TASK DETAILS ▸
The first line of the entries through the line bearing "white garden wall.": copy these lines exactly and return nothing else.

EXTRACTED MATERIAL ▸
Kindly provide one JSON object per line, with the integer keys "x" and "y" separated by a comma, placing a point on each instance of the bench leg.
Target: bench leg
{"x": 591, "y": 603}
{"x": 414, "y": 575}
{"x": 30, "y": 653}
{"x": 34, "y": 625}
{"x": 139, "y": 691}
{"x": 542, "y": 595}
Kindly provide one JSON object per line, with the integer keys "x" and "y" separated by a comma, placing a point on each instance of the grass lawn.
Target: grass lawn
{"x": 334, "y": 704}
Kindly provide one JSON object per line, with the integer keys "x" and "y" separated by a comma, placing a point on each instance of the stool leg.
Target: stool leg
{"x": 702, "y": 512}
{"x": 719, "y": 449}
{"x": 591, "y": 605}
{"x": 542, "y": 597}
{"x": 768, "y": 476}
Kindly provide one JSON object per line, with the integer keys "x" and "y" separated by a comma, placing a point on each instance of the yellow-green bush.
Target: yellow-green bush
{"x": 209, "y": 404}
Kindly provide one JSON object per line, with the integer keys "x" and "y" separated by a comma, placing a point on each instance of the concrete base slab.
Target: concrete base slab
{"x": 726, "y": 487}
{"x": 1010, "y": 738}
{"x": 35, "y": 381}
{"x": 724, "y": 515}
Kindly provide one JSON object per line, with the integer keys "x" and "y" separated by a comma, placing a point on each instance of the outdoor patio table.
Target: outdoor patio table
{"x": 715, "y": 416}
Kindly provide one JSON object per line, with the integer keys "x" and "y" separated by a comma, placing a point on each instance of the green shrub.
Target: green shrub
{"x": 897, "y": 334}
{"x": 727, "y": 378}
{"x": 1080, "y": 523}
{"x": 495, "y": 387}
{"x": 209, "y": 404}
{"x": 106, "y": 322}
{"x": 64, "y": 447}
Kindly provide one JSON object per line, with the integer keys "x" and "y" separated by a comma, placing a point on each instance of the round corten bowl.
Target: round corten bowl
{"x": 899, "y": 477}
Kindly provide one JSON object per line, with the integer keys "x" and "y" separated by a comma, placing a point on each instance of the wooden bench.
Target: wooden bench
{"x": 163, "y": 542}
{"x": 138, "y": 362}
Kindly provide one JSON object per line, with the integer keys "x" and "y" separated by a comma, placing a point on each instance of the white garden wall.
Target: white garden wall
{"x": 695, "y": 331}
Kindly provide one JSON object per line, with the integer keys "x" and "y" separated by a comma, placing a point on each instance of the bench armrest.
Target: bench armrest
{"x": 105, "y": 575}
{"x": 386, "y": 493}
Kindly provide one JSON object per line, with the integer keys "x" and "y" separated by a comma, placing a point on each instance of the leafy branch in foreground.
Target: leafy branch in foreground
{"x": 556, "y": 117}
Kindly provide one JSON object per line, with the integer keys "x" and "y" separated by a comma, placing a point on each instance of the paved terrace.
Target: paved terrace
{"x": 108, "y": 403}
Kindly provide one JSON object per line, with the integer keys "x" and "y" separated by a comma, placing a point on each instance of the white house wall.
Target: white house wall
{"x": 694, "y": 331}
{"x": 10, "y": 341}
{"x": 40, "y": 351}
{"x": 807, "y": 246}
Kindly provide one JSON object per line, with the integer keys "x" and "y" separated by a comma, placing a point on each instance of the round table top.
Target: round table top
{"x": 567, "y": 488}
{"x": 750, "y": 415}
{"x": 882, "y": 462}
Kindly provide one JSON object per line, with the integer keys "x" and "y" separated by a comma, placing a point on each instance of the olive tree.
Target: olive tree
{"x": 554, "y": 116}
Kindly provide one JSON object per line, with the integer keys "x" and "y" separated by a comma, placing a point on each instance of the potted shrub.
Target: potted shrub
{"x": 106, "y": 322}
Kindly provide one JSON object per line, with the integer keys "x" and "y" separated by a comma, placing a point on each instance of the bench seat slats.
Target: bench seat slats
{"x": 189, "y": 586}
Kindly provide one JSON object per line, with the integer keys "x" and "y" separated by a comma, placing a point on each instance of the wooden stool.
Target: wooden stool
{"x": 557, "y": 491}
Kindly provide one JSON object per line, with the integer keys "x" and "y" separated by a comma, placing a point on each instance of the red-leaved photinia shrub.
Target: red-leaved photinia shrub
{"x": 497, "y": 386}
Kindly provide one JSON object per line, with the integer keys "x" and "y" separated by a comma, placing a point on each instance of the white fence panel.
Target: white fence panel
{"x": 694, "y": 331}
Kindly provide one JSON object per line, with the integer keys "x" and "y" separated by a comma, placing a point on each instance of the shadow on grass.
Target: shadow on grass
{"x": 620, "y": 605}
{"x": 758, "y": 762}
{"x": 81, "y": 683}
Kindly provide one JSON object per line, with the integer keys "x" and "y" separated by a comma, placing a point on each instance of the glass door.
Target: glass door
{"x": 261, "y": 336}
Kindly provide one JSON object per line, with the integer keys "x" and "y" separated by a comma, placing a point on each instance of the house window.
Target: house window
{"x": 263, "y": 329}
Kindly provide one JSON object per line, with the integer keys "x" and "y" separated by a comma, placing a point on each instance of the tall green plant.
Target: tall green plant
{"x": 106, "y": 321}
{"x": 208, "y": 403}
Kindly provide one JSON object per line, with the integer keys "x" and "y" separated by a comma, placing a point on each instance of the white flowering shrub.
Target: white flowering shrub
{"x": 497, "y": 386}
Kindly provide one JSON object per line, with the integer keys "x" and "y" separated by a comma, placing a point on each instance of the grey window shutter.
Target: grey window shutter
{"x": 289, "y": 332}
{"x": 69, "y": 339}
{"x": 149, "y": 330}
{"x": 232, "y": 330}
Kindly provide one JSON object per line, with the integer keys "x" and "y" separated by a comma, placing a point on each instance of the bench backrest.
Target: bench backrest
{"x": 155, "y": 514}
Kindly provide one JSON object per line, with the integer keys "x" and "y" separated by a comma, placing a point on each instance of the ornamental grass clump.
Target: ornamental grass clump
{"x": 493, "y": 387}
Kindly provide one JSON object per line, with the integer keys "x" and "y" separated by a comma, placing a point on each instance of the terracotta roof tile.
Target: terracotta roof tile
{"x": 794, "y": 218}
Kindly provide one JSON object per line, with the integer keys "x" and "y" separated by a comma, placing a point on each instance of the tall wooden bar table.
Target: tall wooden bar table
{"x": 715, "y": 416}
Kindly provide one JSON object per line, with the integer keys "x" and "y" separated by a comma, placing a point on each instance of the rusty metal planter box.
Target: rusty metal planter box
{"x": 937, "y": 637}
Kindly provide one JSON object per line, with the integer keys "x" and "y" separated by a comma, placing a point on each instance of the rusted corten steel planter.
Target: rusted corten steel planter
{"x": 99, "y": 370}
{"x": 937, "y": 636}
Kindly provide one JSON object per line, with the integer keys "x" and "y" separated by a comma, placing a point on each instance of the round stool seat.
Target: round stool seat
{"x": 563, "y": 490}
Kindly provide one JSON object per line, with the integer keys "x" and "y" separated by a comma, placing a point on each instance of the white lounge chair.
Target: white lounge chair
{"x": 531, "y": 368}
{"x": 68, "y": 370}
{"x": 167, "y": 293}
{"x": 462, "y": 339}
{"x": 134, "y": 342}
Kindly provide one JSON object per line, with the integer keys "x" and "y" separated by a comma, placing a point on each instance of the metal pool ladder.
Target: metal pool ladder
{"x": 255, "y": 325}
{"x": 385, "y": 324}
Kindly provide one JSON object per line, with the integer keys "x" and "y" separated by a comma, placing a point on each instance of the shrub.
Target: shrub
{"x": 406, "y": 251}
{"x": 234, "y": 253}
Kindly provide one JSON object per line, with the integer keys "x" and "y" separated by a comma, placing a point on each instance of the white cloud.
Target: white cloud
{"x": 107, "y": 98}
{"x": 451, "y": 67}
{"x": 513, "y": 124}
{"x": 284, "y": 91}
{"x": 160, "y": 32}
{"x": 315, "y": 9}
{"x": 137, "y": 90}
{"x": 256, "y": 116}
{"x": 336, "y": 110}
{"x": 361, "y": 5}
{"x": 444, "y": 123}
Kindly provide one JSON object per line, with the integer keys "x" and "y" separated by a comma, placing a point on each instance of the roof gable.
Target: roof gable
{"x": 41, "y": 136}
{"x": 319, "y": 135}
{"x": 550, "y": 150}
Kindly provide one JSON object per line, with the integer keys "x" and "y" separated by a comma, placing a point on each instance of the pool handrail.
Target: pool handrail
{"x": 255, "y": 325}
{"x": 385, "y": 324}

ANSWER FOR THIS EXERCISE ▸
Kindly provide one JSON object per line, with the integer keys "x" and "y" separated by a comma, placing a point on each instance of the bench leg.
Target: bench leg
{"x": 591, "y": 603}
{"x": 414, "y": 575}
{"x": 30, "y": 653}
{"x": 34, "y": 625}
{"x": 139, "y": 691}
{"x": 542, "y": 595}
Kindly provide one JSON object per line, with the integer keys "x" and "y" separated by a comma, placing a point on each instance of the grass lawn.
Target: grass lawn
{"x": 334, "y": 704}
Kindly provide one JSON object per line, with the integer keys "x" and "y" separated by a comma, placing a point on each instance of the stool leg.
Target: stool leg
{"x": 702, "y": 512}
{"x": 719, "y": 449}
{"x": 591, "y": 605}
{"x": 542, "y": 597}
{"x": 768, "y": 476}
Kindly provide one JSON object per line, with the integer keys "x" and "y" separated by a comma, placing a point on each instance of the yellow-green bush.
Target: yellow-green bush
{"x": 209, "y": 404}
Kindly provide one JSON object per line, with the integer keys "x" and "y" separated by a comma, placing a point on each instance of the concrete base slab.
Target: concrete base slab
{"x": 726, "y": 487}
{"x": 1010, "y": 738}
{"x": 35, "y": 381}
{"x": 724, "y": 515}
Kindly provide one JSON object per line, with the integer keys "x" and "y" separated by a comma, placing a point on each instance of the outdoor patio table.
Target: outdoor patio table
{"x": 715, "y": 416}
Kindly provide one JSON object per line, with the integer keys "x" and "y" separated by a comma, placing a point on each instance of the green shrub.
Target: green shrub
{"x": 897, "y": 334}
{"x": 727, "y": 378}
{"x": 1080, "y": 523}
{"x": 495, "y": 387}
{"x": 209, "y": 404}
{"x": 106, "y": 322}
{"x": 64, "y": 447}
Kindly provide one JSON object per line, with the integer keys "x" and "y" separated by a comma, placing a point on each instance of the round corten bowl.
Target: round corten bowl
{"x": 899, "y": 477}
Kindly provide one JSON object per line, with the integer keys "x" and "y" separated by a comma, placing a point on each instance of the wooden bench.
Target: wooden bench
{"x": 163, "y": 542}
{"x": 138, "y": 362}
Kindly provide one JSON object per line, with the integer keys "x" and "y" separated by a comma, placing a point on each instance of the white garden wall.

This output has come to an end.